▶ _Set exercise_
Copy out, unchanged, the lines of the records from the line containing "dark sky in the image above." through the line containing "[[0, 0, 377, 56], [0, 0, 601, 55]]", including both of those lines.

▶ _Stored rows_
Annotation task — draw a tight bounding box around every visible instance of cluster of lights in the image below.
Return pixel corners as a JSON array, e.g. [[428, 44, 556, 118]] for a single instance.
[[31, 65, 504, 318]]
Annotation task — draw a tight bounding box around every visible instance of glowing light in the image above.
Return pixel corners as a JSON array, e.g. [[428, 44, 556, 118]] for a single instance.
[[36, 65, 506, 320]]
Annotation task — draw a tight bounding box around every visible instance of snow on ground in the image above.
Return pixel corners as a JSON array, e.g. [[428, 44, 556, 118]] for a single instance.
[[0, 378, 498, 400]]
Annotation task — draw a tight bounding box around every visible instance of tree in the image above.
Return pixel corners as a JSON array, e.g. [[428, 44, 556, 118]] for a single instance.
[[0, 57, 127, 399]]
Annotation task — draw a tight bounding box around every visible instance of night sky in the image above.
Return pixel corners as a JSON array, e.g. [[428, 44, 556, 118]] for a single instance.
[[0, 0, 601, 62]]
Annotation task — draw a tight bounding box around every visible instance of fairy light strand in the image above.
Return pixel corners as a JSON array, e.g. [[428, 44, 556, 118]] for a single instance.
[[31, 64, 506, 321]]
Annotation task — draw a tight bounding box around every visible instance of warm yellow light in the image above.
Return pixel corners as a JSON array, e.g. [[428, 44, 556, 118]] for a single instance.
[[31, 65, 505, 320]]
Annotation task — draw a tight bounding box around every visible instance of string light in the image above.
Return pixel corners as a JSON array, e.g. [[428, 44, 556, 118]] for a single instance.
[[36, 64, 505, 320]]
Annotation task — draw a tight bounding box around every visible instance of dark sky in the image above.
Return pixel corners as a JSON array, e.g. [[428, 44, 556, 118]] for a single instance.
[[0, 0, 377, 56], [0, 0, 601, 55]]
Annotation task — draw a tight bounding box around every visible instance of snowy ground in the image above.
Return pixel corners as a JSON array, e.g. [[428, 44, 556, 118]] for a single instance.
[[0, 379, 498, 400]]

...

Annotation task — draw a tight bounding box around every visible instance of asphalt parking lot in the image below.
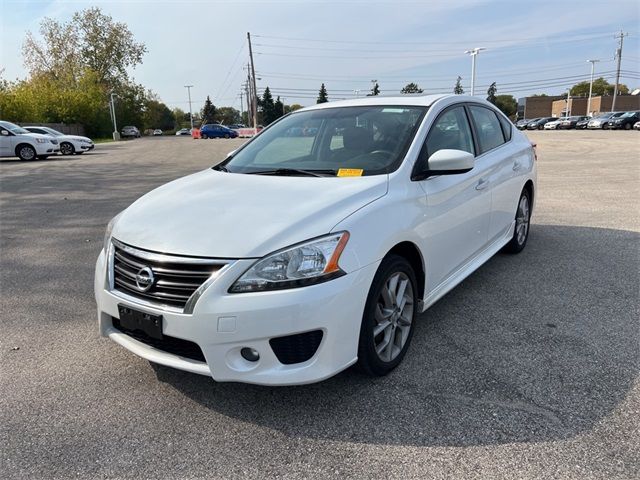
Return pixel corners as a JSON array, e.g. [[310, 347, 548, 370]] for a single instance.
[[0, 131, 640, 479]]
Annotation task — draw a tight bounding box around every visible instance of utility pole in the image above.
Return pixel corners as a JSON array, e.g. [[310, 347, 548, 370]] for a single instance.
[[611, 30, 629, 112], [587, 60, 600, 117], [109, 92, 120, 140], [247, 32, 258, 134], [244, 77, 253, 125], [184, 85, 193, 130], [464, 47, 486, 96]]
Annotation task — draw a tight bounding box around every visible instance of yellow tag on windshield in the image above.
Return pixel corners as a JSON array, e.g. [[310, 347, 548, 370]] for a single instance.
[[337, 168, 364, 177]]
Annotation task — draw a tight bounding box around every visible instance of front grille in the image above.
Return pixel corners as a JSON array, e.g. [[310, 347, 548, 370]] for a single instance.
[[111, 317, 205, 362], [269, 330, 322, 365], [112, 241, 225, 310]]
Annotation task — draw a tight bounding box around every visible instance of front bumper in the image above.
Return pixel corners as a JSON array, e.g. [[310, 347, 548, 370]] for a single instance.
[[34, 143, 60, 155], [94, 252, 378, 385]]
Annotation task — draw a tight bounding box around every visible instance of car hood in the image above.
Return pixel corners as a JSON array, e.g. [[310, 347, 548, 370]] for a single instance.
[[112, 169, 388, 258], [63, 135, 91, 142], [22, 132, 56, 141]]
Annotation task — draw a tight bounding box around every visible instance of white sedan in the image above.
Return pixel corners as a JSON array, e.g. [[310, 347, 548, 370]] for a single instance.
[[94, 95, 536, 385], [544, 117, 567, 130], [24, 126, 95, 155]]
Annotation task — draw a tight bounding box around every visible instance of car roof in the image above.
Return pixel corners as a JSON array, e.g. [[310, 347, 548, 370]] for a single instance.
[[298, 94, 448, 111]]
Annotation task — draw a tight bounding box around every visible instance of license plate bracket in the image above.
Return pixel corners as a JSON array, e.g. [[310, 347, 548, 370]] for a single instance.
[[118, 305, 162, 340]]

▶ _The response_
Annotation task — draw a tight bounding box around every visible instance of dark sky in the image above.
Return pixel corners as a JSON array, e.g. [[428, 44, 556, 118]] for a single instance.
[[0, 0, 377, 56], [0, 0, 601, 55]]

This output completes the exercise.